# [Exercise brief]
Write out the lines of the entries below word for word, starting with the line that contains "of the muddy" and continuing through the last line of the entries.

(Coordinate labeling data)
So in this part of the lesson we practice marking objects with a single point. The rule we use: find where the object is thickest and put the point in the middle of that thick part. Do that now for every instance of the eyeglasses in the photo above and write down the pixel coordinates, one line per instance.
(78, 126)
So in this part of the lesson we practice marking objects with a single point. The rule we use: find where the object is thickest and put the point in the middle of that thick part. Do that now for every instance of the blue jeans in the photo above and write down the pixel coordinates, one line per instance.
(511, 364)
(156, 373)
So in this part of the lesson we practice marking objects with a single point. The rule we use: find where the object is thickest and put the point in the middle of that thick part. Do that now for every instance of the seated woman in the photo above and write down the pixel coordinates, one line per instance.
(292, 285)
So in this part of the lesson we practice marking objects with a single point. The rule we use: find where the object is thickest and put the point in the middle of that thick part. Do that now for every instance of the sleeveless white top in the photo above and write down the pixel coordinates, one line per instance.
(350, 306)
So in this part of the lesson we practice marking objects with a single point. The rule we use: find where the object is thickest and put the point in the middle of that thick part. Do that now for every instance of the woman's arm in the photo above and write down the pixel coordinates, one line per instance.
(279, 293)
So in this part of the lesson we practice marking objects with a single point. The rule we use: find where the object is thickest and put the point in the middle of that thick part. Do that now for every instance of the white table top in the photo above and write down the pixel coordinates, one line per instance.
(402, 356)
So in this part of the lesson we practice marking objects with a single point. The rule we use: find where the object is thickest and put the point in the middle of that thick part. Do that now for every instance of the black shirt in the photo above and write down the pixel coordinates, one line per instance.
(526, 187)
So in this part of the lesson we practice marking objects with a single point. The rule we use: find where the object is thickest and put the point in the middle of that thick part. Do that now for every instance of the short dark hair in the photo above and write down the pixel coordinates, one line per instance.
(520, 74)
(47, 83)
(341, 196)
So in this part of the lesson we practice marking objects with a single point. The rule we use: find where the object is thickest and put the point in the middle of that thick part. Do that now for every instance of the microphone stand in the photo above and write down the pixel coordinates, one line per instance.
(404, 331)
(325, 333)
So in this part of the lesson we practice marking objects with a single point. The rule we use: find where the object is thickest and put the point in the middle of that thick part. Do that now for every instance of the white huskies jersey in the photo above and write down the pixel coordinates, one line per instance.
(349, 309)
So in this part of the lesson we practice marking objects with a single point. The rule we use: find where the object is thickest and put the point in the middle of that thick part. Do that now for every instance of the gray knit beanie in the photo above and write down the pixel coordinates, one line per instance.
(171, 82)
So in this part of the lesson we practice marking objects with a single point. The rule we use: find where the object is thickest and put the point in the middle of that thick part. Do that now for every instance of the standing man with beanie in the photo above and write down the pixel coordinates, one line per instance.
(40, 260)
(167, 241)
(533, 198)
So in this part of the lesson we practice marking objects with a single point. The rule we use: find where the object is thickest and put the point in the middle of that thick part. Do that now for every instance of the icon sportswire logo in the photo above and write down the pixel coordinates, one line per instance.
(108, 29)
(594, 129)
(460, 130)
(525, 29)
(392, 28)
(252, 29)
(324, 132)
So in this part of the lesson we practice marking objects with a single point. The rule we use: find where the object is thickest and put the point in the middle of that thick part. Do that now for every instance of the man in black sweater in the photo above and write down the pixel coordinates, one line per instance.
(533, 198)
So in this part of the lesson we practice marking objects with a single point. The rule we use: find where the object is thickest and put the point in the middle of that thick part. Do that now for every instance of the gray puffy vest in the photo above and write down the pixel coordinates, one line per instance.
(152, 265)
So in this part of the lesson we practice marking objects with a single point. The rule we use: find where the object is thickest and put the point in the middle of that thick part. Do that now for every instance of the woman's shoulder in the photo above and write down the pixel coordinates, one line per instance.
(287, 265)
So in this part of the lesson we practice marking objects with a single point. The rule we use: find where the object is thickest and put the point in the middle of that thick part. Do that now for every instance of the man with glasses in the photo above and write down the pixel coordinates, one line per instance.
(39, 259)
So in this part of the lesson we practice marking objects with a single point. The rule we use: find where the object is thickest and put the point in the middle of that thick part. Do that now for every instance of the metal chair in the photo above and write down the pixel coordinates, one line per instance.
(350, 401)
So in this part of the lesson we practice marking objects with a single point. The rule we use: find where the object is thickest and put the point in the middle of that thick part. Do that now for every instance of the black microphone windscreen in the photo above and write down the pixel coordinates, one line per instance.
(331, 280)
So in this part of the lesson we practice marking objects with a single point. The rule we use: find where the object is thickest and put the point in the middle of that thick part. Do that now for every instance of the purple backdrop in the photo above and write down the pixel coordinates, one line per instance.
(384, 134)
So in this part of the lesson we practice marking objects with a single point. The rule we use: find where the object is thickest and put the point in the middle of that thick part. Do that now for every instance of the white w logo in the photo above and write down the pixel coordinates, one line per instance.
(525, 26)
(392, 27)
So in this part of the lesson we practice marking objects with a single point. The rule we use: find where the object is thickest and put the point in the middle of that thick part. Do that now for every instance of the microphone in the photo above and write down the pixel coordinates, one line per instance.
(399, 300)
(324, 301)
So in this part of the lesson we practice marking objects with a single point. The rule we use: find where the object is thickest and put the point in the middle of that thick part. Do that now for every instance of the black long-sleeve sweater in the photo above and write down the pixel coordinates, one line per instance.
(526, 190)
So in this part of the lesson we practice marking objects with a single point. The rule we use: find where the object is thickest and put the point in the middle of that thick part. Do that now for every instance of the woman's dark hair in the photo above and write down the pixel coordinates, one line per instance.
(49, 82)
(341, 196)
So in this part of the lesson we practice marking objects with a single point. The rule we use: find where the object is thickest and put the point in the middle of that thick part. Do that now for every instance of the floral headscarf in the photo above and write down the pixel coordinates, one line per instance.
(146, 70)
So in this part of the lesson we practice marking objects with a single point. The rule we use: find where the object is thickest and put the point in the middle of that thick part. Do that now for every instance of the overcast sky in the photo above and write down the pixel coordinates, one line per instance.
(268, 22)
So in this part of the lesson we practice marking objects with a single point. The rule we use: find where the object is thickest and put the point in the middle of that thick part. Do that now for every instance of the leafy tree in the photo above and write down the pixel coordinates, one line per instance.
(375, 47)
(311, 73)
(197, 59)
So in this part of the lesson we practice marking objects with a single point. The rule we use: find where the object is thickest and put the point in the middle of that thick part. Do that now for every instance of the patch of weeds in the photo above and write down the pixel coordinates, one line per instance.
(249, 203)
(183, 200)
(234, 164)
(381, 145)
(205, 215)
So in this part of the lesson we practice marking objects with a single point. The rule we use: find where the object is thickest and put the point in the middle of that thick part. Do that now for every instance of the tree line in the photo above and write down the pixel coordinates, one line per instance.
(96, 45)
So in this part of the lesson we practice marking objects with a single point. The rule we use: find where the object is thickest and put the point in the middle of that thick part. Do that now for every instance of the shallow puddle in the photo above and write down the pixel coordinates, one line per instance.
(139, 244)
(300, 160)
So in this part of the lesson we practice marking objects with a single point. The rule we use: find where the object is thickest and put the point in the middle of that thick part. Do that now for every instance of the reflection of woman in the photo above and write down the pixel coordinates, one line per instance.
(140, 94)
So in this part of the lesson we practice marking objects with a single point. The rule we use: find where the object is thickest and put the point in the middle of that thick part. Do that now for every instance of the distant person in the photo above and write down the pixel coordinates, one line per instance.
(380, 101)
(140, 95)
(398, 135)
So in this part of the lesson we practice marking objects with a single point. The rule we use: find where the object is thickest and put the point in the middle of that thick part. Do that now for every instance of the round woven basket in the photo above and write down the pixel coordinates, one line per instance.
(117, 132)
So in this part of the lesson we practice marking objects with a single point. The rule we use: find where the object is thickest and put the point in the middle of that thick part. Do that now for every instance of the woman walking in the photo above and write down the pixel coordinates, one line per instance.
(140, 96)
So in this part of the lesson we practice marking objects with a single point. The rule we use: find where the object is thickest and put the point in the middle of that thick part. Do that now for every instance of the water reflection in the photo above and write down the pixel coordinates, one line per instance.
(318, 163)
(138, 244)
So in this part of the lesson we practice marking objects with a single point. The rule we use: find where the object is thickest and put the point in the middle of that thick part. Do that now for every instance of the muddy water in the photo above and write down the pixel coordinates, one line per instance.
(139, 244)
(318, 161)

# [Correct response]
So in this part of the lesson we practice marking objects with a single point. The rule we use: find where the object is thickest and put the point in the middle of that thick part. Do that now for every instance of the muddy water in the photo above and write down the pixel coordinates, one line per instance.
(139, 244)
(318, 161)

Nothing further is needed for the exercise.